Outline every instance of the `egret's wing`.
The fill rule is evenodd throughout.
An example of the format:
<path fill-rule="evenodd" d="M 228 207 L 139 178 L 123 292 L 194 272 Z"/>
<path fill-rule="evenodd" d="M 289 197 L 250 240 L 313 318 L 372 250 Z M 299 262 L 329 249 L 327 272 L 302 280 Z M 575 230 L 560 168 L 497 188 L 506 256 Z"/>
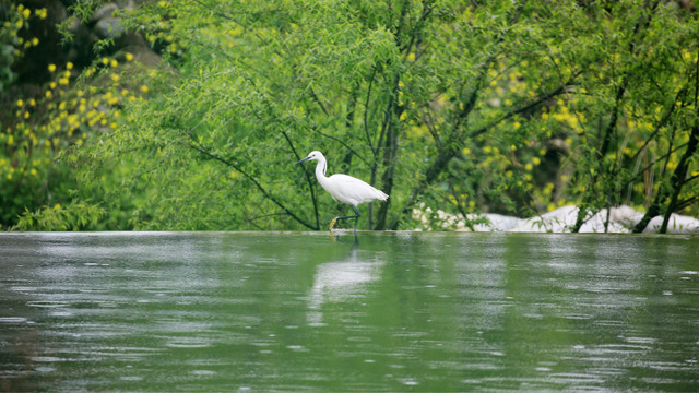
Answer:
<path fill-rule="evenodd" d="M 386 201 L 388 198 L 383 192 L 352 176 L 339 174 L 331 176 L 329 180 L 333 188 L 332 192 L 329 192 L 341 202 L 359 204 L 375 199 Z"/>

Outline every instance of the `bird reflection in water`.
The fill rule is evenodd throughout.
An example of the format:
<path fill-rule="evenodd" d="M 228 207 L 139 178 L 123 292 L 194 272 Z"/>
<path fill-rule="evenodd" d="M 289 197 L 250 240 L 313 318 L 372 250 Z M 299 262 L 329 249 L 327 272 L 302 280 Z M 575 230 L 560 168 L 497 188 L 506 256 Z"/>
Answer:
<path fill-rule="evenodd" d="M 379 279 L 384 261 L 363 258 L 358 245 L 355 237 L 348 258 L 318 265 L 308 297 L 309 324 L 323 324 L 323 305 L 355 301 L 364 297 L 368 284 Z"/>

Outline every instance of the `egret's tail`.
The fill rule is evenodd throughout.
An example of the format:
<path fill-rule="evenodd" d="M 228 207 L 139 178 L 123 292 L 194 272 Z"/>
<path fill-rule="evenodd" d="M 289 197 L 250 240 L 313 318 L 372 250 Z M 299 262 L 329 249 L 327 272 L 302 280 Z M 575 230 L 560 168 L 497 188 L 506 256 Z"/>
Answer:
<path fill-rule="evenodd" d="M 381 200 L 381 201 L 386 201 L 387 199 L 389 199 L 389 194 L 387 194 L 386 192 L 381 191 L 381 190 L 376 190 L 376 199 Z"/>

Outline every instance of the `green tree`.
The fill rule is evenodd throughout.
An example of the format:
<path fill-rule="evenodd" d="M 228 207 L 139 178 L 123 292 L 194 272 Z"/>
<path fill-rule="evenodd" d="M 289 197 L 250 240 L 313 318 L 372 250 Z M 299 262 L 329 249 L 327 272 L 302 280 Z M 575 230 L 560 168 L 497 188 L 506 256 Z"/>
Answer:
<path fill-rule="evenodd" d="M 75 152 L 75 203 L 99 195 L 105 227 L 320 229 L 346 206 L 293 165 L 320 150 L 391 195 L 374 229 L 696 213 L 698 25 L 650 0 L 146 2 L 125 26 L 168 66 Z"/>

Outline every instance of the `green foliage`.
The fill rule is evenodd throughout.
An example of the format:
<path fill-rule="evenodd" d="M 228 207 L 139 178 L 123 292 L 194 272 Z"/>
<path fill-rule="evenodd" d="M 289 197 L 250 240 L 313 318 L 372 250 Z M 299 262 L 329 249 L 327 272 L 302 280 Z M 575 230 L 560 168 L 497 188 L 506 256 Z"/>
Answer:
<path fill-rule="evenodd" d="M 663 188 L 680 191 L 668 211 L 699 213 L 696 155 L 682 159 L 697 127 L 696 12 L 197 0 L 125 17 L 168 66 L 125 74 L 151 98 L 120 102 L 114 129 L 71 150 L 76 203 L 105 214 L 87 227 L 320 229 L 344 207 L 293 165 L 311 150 L 391 195 L 366 215 L 376 229 L 415 227 L 416 206 L 472 223 L 576 203 L 583 217 L 648 206 Z"/>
● ● ● ● ● ● ●
# Exercise directions:
Copy the records again from the first line up to and including the line with "379 279 L 384", shifting every coordinate in the answers up by 92 and keeping everything else unchanged. Leave the pictures out.

# Full answer:
Outline every instance of the `egret's wing`.
The fill rule is evenodd throughout.
An example of the format:
<path fill-rule="evenodd" d="M 228 207 L 139 178 L 123 292 L 194 272 Z"/>
<path fill-rule="evenodd" d="M 289 197 L 250 240 L 313 318 L 372 250 Z M 299 262 L 329 249 L 327 272 L 302 280 Z M 575 230 L 560 168 L 497 188 L 506 256 Z"/>
Answer:
<path fill-rule="evenodd" d="M 478 293 L 480 290 L 475 284 L 444 268 L 431 266 L 423 268 L 421 272 L 425 280 L 424 284 L 421 284 L 433 294 L 451 296 L 467 291 Z"/>

Outline every instance of the `bird reflection in water`.
The fill rule is evenodd throughout.
An example of the format:
<path fill-rule="evenodd" d="M 228 207 L 139 178 L 123 292 L 194 272 Z"/>
<path fill-rule="evenodd" d="M 289 197 L 250 240 L 313 318 L 372 250 Z M 299 262 L 329 249 L 327 272 L 302 280 Z M 575 230 L 560 168 L 497 188 L 506 256 Z"/>
Answer:
<path fill-rule="evenodd" d="M 471 371 L 476 353 L 455 350 L 450 337 L 447 329 L 440 350 L 410 357 L 400 389 L 401 416 L 415 416 L 415 397 L 447 393 L 456 389 L 460 376 Z"/>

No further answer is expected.